TASK TO COMPLETE - Find the line with "white calla lily." in the records below. Copy it and every line after it, up to and including the line with "the water fountain.".

====== DATASET ENTRIES

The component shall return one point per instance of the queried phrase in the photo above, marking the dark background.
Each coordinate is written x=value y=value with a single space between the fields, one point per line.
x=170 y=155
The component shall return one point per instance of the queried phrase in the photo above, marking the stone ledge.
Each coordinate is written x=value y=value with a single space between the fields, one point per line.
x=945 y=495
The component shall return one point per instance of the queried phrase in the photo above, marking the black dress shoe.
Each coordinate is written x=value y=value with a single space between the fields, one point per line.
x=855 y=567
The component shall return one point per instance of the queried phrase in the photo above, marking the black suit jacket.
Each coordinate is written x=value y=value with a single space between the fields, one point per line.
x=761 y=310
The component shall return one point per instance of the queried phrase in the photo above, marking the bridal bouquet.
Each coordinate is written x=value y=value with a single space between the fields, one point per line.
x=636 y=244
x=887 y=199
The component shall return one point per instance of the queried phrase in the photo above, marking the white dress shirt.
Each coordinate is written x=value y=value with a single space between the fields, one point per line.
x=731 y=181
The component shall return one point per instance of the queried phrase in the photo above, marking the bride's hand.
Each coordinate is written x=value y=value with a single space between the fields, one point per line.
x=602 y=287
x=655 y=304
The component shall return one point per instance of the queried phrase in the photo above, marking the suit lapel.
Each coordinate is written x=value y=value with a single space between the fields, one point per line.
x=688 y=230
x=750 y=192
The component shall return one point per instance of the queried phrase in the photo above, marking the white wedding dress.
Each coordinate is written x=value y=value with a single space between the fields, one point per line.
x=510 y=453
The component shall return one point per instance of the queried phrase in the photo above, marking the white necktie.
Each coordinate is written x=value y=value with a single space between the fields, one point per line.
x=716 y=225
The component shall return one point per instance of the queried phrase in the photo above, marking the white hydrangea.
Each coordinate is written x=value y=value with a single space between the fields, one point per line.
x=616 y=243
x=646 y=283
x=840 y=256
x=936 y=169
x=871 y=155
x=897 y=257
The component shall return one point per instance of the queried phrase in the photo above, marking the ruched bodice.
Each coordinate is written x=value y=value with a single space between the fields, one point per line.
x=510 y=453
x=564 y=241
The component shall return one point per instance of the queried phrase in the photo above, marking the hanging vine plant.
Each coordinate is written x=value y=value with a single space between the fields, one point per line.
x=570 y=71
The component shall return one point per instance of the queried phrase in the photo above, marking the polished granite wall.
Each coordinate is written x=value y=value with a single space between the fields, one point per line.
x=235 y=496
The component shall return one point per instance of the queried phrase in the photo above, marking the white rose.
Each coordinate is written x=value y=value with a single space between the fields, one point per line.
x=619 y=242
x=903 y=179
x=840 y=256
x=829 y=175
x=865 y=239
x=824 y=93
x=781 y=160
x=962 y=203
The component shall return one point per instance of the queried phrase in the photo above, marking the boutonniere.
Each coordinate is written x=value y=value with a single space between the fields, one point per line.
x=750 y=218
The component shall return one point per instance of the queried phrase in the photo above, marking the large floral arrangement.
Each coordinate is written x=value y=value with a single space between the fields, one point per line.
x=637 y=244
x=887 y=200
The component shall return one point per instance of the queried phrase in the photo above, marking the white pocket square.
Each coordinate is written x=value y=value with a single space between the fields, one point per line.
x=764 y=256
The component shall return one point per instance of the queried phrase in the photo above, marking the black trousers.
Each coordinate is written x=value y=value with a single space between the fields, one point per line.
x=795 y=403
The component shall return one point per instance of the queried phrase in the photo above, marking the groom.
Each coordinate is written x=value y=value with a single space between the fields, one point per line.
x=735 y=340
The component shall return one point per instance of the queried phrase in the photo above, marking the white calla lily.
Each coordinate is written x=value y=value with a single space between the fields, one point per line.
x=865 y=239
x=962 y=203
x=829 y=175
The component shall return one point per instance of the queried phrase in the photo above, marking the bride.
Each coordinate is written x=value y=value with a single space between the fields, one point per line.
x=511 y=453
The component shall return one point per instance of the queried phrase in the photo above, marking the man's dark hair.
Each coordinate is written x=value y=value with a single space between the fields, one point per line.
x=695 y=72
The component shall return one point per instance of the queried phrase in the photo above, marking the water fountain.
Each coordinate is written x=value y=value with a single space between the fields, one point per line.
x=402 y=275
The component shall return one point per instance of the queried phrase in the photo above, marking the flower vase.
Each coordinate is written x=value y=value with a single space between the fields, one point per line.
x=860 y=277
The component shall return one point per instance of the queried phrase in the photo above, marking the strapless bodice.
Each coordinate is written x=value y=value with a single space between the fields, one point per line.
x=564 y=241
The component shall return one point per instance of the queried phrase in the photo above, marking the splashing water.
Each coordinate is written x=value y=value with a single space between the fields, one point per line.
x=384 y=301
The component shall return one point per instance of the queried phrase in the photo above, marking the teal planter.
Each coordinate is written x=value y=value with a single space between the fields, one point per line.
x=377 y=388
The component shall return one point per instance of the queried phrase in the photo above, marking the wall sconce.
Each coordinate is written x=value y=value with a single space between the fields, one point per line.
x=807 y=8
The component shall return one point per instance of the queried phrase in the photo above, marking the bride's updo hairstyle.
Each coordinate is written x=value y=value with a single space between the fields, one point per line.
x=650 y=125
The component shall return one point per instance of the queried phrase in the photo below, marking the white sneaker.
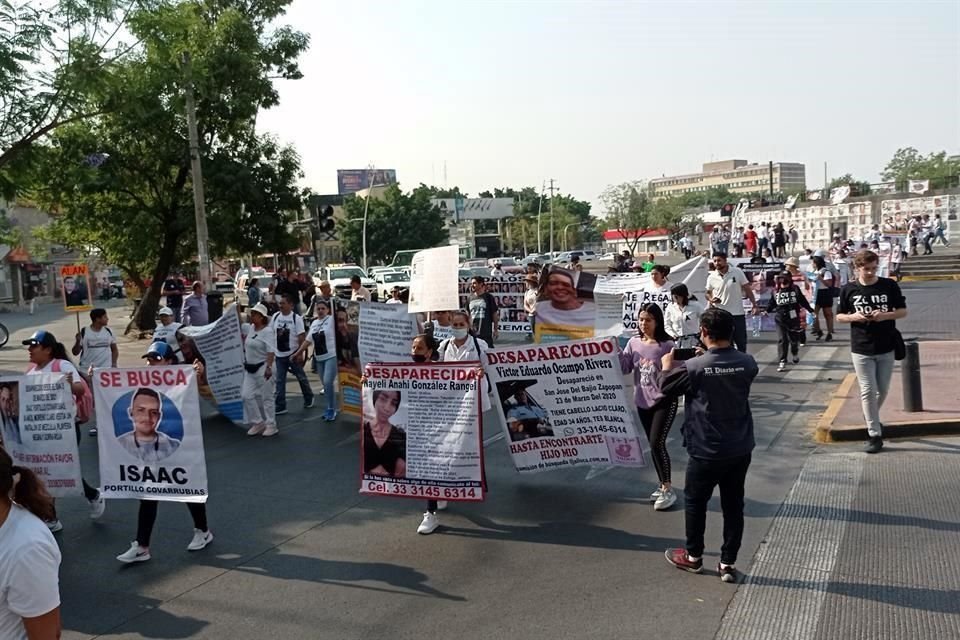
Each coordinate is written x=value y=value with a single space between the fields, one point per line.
x=135 y=553
x=666 y=500
x=429 y=523
x=97 y=506
x=200 y=540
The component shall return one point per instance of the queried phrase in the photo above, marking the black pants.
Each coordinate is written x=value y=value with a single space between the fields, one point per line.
x=148 y=516
x=789 y=336
x=740 y=332
x=656 y=422
x=702 y=477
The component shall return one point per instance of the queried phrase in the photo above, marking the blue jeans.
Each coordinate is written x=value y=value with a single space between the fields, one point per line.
x=286 y=364
x=327 y=369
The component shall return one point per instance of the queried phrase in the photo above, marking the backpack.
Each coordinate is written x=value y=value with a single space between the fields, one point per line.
x=83 y=400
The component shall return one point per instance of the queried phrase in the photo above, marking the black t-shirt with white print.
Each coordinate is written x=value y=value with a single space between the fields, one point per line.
x=871 y=338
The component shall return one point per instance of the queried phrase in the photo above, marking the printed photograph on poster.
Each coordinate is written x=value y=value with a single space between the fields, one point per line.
x=75 y=284
x=421 y=434
x=564 y=405
x=38 y=430
x=150 y=436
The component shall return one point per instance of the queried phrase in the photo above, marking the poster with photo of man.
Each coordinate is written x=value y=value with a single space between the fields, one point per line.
x=150 y=440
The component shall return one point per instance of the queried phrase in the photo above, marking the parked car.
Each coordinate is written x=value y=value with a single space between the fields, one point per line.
x=387 y=280
x=339 y=275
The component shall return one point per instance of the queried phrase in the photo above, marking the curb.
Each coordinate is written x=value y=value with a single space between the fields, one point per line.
x=825 y=432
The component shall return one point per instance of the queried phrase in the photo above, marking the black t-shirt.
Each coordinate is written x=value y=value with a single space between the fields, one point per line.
x=871 y=338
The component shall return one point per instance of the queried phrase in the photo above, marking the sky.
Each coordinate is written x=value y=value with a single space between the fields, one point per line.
x=484 y=94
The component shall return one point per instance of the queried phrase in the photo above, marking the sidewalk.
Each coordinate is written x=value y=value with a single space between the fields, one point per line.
x=939 y=369
x=863 y=547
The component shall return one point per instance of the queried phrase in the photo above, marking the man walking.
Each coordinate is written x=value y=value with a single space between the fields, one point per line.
x=872 y=306
x=726 y=287
x=718 y=436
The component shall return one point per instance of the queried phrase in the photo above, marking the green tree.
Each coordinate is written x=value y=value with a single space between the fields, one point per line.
x=860 y=187
x=120 y=181
x=941 y=170
x=395 y=222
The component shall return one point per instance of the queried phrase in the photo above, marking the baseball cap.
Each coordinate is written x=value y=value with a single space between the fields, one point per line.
x=159 y=351
x=41 y=338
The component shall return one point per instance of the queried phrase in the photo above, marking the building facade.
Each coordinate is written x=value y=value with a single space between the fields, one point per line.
x=737 y=176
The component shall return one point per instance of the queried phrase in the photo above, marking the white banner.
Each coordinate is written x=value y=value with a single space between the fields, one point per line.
x=433 y=280
x=221 y=350
x=150 y=437
x=386 y=331
x=37 y=414
x=421 y=432
x=564 y=405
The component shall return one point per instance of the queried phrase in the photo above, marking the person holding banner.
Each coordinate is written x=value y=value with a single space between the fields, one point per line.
x=643 y=356
x=259 y=345
x=49 y=356
x=161 y=354
x=322 y=335
x=29 y=557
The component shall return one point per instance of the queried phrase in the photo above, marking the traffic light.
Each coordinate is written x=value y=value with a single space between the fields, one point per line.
x=326 y=221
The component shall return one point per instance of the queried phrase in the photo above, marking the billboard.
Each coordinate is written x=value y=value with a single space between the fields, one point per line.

============

EXERCISE ANSWER -
The component shall return one point per instance of the queried phrase in the photo above, marking the white calla lily.
Each coordinate is written x=value y=value with a single space between the fields, one point per line.
x=865 y=239
x=962 y=203
x=829 y=175
The component shall return one point per instance of the queried phrase in the photo above, marking the bride.
Each coordinate is written x=value y=value with a single space between the fields, one point per line.
x=511 y=453
The component shall return one point per instance of the queried phrase in the photo above, marking the man's dark hair.
Each coordinate is written x=value y=value with a single space between the fields, one point per line.
x=695 y=72
The component shall return one point per instance of the queried phrase in the photo above, marking the water fountain.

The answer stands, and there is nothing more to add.